Matusalém, o personagem bíblico, viveu 969 anos e teve seu primeiro filho homem aos 187. Foi citado rapidamente, numa lista genealógica, mas isso foi o bastante para lhe garantir fama eterna. Até hoje há gente que se refere a pessoas muito idosas como "matusaléns". Só que os atuais raramente passam de 10% da idade do original.
Uma das questões mais complexas a serem tratadas em todo o mundo, hoje em dia, é a das aposentadorias. Diversos países estudam a elevação da idade mínima para o pagamento de benefícios. A questão surge porque os confortos do século 21 e a medicina moderna têm contribuído para que as pessoas vivam mais. Como consequência, passa-se mais tempo recebendo pensão, o que tem resultado em déficits. Não vou me estender na discussão sobre esse tema nos sistemas de previdência pública, até porque esse é um debate que pode ganhar cores ideológicas muito fortes e depende menos da ação do indivíduo.
Trago a questão por causa de um pedido do leitor Milton, que quer informações sobre os pagamentos dos planos de previdência privada. "Tenho visto que muitos acham que é correto ter uma renda mensal vitalícia, porém não sabem que ao morrerem a família perde tudo", observou.

__Solicitação de trabalho A__
Segundo o texto sobre previdência, com que idade Matusalém teve seu primeiro filho homem?
__Solicitação de trabalho B__
Extraia do texto sobre previdência o trecho que começa em "Matusalém, o personagem" e prossegue até "idade do original.", inclusive.

Dados de indicação de regiões:
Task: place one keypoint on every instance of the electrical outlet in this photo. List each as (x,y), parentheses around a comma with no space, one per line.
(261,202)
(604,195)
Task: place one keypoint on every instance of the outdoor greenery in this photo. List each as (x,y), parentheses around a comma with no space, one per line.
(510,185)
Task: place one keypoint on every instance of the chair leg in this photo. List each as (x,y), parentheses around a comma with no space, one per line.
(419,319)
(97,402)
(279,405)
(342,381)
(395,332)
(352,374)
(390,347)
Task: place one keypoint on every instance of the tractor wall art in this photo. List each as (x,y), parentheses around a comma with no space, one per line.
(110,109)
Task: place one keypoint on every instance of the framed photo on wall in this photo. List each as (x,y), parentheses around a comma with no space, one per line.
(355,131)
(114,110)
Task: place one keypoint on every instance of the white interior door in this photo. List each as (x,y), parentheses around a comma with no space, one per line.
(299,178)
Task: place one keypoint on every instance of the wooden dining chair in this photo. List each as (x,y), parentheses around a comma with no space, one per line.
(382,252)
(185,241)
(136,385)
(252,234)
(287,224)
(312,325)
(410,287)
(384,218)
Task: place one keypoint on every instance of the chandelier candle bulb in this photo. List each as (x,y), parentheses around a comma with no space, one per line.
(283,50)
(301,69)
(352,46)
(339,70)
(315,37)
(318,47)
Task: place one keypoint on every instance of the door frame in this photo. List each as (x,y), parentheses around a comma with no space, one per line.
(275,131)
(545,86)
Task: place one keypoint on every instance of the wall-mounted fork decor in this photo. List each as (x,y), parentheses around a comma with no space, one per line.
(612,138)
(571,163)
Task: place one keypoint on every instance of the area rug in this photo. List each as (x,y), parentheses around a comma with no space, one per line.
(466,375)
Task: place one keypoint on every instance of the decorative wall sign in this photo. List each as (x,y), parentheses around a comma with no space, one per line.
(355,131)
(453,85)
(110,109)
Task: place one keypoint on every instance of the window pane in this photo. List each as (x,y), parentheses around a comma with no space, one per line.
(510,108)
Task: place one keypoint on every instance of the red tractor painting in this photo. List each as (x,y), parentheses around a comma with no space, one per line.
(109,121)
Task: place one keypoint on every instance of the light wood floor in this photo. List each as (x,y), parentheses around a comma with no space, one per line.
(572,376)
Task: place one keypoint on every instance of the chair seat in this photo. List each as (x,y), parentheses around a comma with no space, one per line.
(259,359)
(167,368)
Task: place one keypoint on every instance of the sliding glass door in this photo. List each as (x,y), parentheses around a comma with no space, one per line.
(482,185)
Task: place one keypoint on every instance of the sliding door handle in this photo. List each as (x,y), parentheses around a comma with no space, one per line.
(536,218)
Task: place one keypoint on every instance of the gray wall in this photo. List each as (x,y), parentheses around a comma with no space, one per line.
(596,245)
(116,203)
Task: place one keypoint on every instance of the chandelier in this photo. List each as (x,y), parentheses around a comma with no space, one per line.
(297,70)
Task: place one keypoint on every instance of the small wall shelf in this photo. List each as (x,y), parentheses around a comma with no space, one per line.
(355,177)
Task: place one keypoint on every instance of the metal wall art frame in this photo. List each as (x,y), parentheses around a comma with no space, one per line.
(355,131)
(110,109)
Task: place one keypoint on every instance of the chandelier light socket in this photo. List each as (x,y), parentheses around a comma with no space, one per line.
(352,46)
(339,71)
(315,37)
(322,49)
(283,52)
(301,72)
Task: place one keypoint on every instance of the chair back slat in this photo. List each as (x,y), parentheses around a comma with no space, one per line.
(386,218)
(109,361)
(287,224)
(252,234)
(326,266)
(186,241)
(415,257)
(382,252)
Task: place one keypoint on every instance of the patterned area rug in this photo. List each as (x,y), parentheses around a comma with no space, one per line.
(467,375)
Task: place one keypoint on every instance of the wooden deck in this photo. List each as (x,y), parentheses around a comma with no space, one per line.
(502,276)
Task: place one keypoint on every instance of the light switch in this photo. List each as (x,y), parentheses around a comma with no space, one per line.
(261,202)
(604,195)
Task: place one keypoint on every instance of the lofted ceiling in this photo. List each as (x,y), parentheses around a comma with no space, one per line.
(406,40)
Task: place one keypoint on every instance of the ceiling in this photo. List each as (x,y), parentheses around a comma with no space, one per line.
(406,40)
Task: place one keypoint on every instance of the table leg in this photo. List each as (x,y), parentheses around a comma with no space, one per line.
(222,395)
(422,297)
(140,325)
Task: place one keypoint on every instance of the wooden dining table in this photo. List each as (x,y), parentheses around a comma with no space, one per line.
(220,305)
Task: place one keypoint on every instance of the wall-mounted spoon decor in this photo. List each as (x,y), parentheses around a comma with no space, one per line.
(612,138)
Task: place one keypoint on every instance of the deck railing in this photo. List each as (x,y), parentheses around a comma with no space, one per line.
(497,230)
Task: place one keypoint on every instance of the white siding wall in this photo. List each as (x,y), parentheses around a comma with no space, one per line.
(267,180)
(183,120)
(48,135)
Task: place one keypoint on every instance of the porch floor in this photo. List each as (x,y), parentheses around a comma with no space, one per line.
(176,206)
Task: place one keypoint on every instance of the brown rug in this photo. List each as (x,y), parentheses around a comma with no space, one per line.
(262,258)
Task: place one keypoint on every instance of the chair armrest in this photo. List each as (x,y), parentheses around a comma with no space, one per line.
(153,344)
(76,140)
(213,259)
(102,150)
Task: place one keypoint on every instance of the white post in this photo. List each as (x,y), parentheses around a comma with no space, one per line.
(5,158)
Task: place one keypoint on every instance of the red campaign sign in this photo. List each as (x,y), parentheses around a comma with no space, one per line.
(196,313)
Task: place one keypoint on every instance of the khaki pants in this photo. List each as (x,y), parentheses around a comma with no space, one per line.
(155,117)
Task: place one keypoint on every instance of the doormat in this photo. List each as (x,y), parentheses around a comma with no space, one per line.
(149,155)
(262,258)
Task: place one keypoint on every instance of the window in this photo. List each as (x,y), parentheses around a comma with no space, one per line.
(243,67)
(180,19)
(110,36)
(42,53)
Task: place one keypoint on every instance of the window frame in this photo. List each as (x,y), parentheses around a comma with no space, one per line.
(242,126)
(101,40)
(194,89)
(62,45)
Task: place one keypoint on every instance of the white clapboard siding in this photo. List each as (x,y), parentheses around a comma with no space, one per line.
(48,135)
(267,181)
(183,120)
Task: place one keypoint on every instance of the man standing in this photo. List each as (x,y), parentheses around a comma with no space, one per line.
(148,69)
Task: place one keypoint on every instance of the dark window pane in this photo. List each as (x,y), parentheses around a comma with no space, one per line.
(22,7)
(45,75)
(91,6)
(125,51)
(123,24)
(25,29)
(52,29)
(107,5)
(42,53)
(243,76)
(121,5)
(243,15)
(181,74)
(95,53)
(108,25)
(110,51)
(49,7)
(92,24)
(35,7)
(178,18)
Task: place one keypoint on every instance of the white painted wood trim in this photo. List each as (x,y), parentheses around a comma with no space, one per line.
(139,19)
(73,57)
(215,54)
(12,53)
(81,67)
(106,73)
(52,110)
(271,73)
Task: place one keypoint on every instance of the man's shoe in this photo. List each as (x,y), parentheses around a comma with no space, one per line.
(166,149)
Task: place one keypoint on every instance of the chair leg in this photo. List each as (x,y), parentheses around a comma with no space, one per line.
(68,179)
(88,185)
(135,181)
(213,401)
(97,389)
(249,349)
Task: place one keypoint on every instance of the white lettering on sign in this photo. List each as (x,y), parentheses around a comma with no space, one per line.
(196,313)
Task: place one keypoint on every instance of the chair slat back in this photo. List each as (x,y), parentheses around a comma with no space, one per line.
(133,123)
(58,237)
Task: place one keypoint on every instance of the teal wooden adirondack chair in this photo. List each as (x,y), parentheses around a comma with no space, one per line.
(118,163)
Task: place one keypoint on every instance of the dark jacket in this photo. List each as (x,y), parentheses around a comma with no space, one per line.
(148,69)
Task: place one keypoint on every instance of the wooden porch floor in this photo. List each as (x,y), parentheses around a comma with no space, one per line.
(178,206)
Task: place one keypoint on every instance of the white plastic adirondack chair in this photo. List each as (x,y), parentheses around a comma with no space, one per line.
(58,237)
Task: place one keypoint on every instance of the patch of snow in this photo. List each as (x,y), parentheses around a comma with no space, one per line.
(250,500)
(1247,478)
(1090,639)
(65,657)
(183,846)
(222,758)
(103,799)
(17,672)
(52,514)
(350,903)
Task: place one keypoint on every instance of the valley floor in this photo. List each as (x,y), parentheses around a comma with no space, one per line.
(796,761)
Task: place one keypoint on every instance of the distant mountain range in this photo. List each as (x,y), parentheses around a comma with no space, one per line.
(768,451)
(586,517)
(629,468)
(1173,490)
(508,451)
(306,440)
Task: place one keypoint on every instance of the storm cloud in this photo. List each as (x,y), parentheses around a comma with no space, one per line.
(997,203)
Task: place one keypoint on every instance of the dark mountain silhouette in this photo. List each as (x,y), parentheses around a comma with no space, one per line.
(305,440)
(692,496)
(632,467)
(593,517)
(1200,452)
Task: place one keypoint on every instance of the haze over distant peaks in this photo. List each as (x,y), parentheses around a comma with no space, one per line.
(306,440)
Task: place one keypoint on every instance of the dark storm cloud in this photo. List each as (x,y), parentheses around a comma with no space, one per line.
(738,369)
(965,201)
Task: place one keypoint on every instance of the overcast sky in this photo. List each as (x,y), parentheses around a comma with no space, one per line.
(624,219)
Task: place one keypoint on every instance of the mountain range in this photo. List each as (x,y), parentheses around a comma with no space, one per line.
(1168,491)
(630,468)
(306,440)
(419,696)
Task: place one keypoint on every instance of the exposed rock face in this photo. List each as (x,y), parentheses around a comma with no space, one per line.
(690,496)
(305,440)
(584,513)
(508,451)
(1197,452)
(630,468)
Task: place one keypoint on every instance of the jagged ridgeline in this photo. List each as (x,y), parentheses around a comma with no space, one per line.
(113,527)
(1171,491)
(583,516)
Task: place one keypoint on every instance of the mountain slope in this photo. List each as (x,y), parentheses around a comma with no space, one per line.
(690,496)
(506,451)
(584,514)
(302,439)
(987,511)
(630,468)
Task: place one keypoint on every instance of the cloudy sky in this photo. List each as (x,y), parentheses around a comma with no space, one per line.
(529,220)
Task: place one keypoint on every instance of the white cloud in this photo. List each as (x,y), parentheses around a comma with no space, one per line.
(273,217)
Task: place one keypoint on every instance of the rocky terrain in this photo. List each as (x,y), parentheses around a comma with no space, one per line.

__Resposta redigida A__
Aos 187 anos.

__Resposta redigida B__
Matusalém, o personagem bíblico, viveu 969 anos e teve seu primeiro filho homem aos 187. Foi citado rapidamente, numa lista genealógica, mas isso foi o bastante para lhe garantir fama eterna. Até hoje há gente que se refere a pessoas muito idosas como "matusaléns". Só que os atuais raramente passam de 10% da idade do original.